What the exercise asks: Reproduce verbatim the stretch of the data from the line containing "task: outline the blue sky" through the end, including both of those ends.

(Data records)
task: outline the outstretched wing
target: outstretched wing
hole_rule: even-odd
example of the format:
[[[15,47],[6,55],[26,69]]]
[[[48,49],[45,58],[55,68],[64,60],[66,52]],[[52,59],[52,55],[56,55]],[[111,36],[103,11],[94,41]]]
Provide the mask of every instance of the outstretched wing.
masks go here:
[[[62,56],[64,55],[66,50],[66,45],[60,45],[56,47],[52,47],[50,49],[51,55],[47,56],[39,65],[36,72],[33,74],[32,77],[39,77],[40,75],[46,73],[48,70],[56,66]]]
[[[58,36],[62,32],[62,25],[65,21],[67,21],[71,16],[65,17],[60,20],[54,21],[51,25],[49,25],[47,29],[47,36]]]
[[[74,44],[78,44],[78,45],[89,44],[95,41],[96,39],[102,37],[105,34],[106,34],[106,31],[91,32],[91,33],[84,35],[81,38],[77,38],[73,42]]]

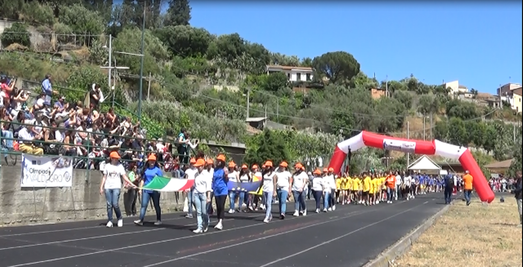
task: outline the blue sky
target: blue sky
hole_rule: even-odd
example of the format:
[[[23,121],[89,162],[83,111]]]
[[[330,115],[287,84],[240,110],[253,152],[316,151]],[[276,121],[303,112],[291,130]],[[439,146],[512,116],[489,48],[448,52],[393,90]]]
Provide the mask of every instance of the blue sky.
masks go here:
[[[423,2],[422,2],[423,3]],[[369,76],[459,80],[495,94],[521,82],[521,2],[192,1],[191,25],[272,52],[352,54]]]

Answer for this exercise:
task: outline the blue sky
target: blue sky
hole_rule: even-odd
example of the format:
[[[23,121],[89,162],[83,111]]]
[[[330,115],[287,84],[240,110],[253,152],[316,151]],[[276,121],[303,112],[291,130]],[[439,146],[512,116],[489,48],[448,52],[393,90]]]
Provide the mask of every instance of the blue sky.
masks go here:
[[[423,2],[422,2],[423,3]],[[369,76],[459,80],[495,94],[521,82],[521,2],[192,1],[191,25],[272,52],[352,54]]]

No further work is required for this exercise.